Assigned task:
Your task is to repeat the entries exactly. Leave the pictures out.

Stored records
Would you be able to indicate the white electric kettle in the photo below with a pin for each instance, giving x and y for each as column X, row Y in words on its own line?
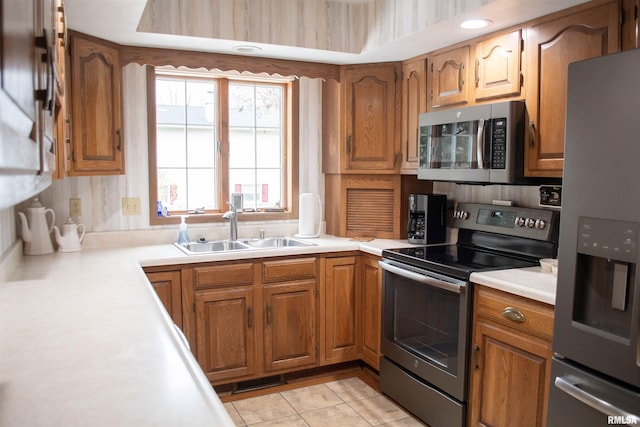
column 72, row 237
column 310, row 218
column 36, row 232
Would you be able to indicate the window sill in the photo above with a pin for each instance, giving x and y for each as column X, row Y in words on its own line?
column 217, row 217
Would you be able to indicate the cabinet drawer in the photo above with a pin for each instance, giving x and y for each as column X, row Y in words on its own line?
column 296, row 269
column 223, row 275
column 517, row 312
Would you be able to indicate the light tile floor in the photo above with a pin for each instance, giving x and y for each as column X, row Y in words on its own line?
column 348, row 402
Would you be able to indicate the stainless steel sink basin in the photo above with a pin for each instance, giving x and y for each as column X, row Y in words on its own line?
column 275, row 242
column 195, row 248
column 213, row 246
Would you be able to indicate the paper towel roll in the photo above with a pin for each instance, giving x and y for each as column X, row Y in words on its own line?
column 310, row 214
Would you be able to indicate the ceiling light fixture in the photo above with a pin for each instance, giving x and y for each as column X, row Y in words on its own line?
column 474, row 24
column 246, row 49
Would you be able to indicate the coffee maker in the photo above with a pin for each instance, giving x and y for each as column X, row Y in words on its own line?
column 427, row 218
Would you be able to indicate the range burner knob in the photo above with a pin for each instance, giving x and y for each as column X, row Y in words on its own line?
column 541, row 224
column 461, row 214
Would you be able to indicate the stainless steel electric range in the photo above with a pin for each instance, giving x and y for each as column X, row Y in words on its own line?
column 427, row 303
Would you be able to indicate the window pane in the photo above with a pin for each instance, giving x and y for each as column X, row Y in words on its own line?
column 243, row 181
column 269, row 148
column 242, row 149
column 186, row 142
column 171, row 147
column 270, row 187
column 268, row 106
column 241, row 105
column 202, row 191
column 202, row 147
column 172, row 188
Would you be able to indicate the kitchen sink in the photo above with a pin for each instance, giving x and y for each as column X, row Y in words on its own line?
column 195, row 248
column 275, row 242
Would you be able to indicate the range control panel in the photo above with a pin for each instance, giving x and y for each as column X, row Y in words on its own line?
column 540, row 224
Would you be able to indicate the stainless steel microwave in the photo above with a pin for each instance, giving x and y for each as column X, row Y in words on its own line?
column 479, row 144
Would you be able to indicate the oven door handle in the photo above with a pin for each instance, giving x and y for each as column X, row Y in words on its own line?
column 420, row 278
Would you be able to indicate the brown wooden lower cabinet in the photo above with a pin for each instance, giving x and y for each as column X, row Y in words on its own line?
column 225, row 326
column 342, row 305
column 372, row 310
column 167, row 285
column 290, row 326
column 260, row 317
column 510, row 360
column 252, row 318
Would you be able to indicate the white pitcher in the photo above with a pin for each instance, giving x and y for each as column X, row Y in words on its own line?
column 72, row 237
column 36, row 232
column 310, row 219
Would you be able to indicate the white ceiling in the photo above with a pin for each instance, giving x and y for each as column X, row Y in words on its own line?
column 117, row 20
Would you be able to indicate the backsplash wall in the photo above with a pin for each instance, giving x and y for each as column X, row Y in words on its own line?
column 526, row 196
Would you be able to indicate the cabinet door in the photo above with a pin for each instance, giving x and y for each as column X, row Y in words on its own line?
column 225, row 335
column 551, row 46
column 167, row 285
column 97, row 138
column 414, row 102
column 631, row 24
column 449, row 78
column 371, row 102
column 342, row 316
column 289, row 325
column 497, row 68
column 509, row 379
column 372, row 310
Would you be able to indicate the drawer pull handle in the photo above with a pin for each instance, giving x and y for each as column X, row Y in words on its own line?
column 514, row 314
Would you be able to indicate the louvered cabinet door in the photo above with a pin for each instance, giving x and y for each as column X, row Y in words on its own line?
column 363, row 205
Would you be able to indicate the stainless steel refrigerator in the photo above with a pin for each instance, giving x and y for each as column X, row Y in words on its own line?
column 595, row 374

Answer to this problem:
Would you be able to indicate the white electric kettle in the photo below with a pin for each instance, giving x and y for each as column X, row Y in words on its own line?
column 72, row 237
column 310, row 218
column 36, row 232
Would you be able to indicate the window sill in the photo above with a pin for each instance, giving x and y for each as column X, row Y in words on its own line?
column 217, row 217
Would you be able to indicate the cabinet drawer in the photo above with a pin for each instance, giving x and y for each as column X, row Y in words on its own line?
column 296, row 269
column 223, row 275
column 517, row 312
Would you be able to indicate the light tile floor in the photo above with a pin for each instance, giving x and y for each as column X, row Y in words on its own line?
column 348, row 402
Would you be able to indicate the stainless steel sink basin in the photo above with a pin for each instance, giving x and y for each as column X, row Y in words on its own line?
column 275, row 242
column 195, row 248
column 213, row 246
Would you be able to indicate the paper towel roll in the photo above with a pin for each instance, giving x and y for each as column X, row Y in words on its own line?
column 310, row 214
Would you be able to indicate the ceiling light fixture in the photo above with a pin for each instance, giving x and y for each as column X, row Y in words on its own line?
column 474, row 24
column 246, row 49
Would you be able to indicate the coffee maker in the photo above with a pin for each instance, giving x and y for each as column X, row Y in words on its own line?
column 427, row 218
Would you be able to indicate the range burner knob in the photo above with a pin for each instance, giving x and y for each as column X, row Y in words on its own line?
column 541, row 224
column 461, row 214
Would you be able to indicate the stainless steel electric range in the photo above with a pin for each instance, giving x and y for each as column X, row Y in words on its own line?
column 427, row 303
Would you be able to indicate the window pane in the photo above with a pin for each instance, giving x and y for each as column X, row Y in words on its own line?
column 243, row 181
column 269, row 148
column 242, row 149
column 186, row 142
column 171, row 147
column 270, row 187
column 268, row 106
column 241, row 105
column 202, row 191
column 202, row 147
column 172, row 188
Would you be able to indicate the kitchen sink in the photo above with a pin for each instance, giving x and y for each as column X, row Y in words on its own line?
column 195, row 248
column 275, row 242
Would you be able to indicate the range control panel in the photo above with a pin for each instance, giving x and y for each as column X, row Y in words on its own line?
column 540, row 224
Would you be able to indicate the stainless steel microwave in the photo above with a pin for each instance, giving x and y for each as column X, row Y in words on its own line?
column 479, row 144
Would you be able to indicate the oven door handle in the photo above with a pin for each instance, giving x and y for each as column X, row Y in words on its own line?
column 420, row 278
Would you be able to indicate the brown wooden lower cabinet in the photo above with a pin for each instance, giving x and y for each as column X, row Y in words on its own line?
column 225, row 326
column 342, row 305
column 372, row 310
column 167, row 285
column 290, row 326
column 260, row 317
column 510, row 360
column 252, row 318
Would you be able to indicate the white pitcher in the photo above with a pin for each instance, giving x and y for each as column X, row Y in words on its own line?
column 72, row 237
column 36, row 232
column 310, row 219
Would you be able to indicate the white ceiling in the photo above with a pin for each instance, giving x and y for each as column X, row Y in words on its own line?
column 117, row 20
Would you be able to indicate the backsplash wall in the photo above with a pin for each instance, giving x and y for each as column X, row Y in words on its own line?
column 526, row 196
Would you be able to indicate the cabinet door in the photo above with a pin for each instance, giving x and y for each as column X, row Y in words on its own line?
column 225, row 335
column 551, row 46
column 167, row 285
column 97, row 138
column 414, row 102
column 631, row 24
column 449, row 78
column 371, row 102
column 342, row 316
column 289, row 325
column 497, row 68
column 509, row 379
column 372, row 310
Would you be able to indicate the drawer pull handle in the photo above with a pin for each instance, giving x and y for each as column X, row Y in words on its own line?
column 514, row 314
Would you be able to indicate the louvered cabinet door in the photo above with a pin for each instance, giving x and y for each as column X, row Y in words on its own line?
column 363, row 205
Would you be able to indicate the stainless steel refrigerator in the photo above with a pin for each instance, giving x and y for each as column X, row Y in words on its own line?
column 595, row 374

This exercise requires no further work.